TASK TO COMPLETE —
Answer these about the passage on Grossman.
(a) In the account of dying, what remained present and unobscured, continuing separately from the body?
(b) Which two feelings fill him before he revives?
(c) According to the final paragraph, what makes a dying man's anguish so terrible?

Grossman is summing up his passage through the world even as he steeps himself in the life-ways of another culture. How close death seems! At one moment, he believes he is on the brink. He describes his fear, his sense of the end upon him; it is one of the strangest passages set down by an author in our time:
In the sultry darkness - though already almost forsaken by my body, which was still slipping out from me, still slipping away from me - I went on thinking with a terrible clarity about what was happening. I was dying. And what gave rise to this mortal anguish, to this feeling of death, which is so unlike anything in life, was that my "I" was still present, not obscured in any way; it was continuing quite separately from my body.
Grief fills him; regret, too. Suddenly, as if through thought's power alone, he revives: life has taken its proper place in him again.
All this leads me to think that this world of contradictions, of typing errors, of passages that are too long and wordy, of arid deserts, of fools, of camp commandants, of mountain peaks coloured by the sun is a beautiful world. If the world were not so beautiful the anguish of a dying man would not be so terrible, so incomparably more terrible than any other experience.

PROVIDED MATERIAL —
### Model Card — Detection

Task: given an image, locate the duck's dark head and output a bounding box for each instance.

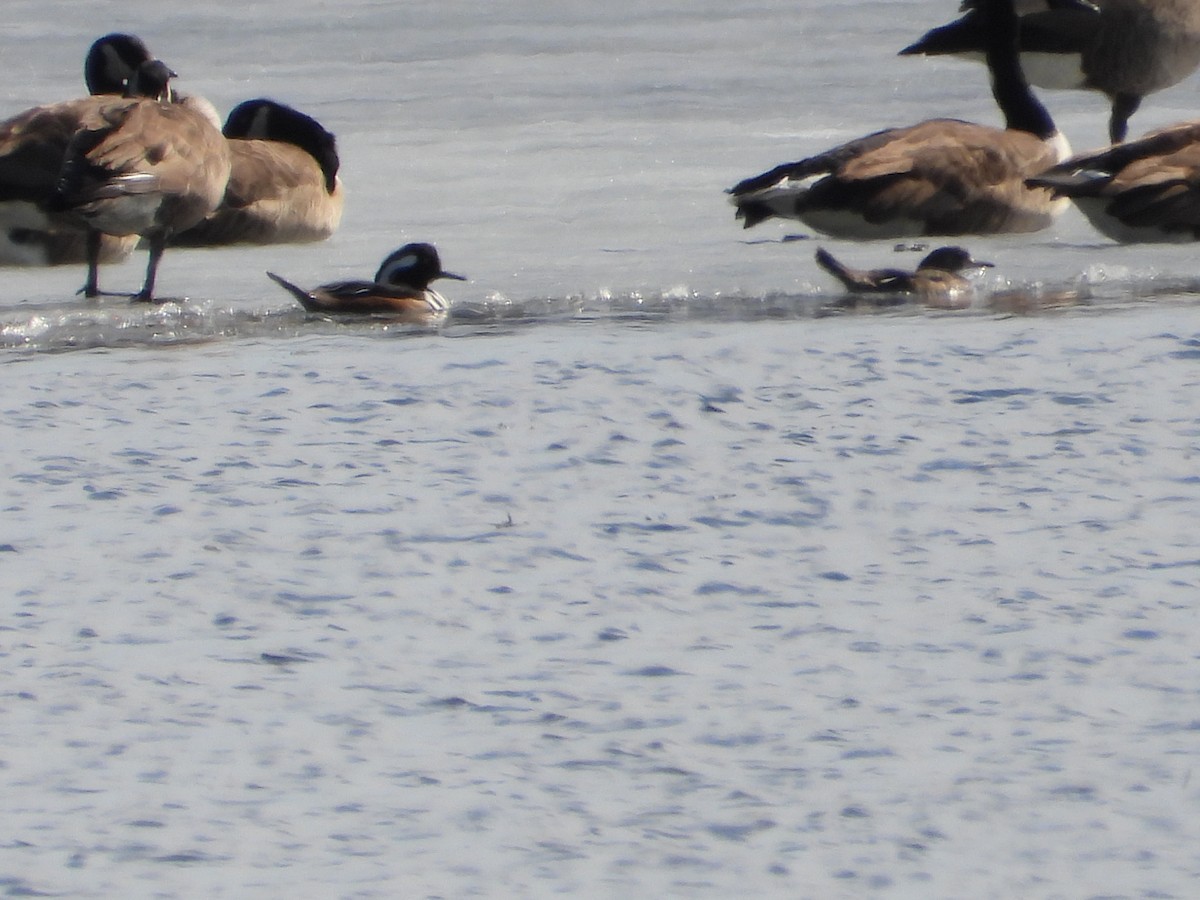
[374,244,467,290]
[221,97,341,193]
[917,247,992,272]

TASK RESULT —
(a) His "I."
(b) Grief and regret.
(c) The world's beauty; if the world were not so beautiful, the anguish would not be so terrible.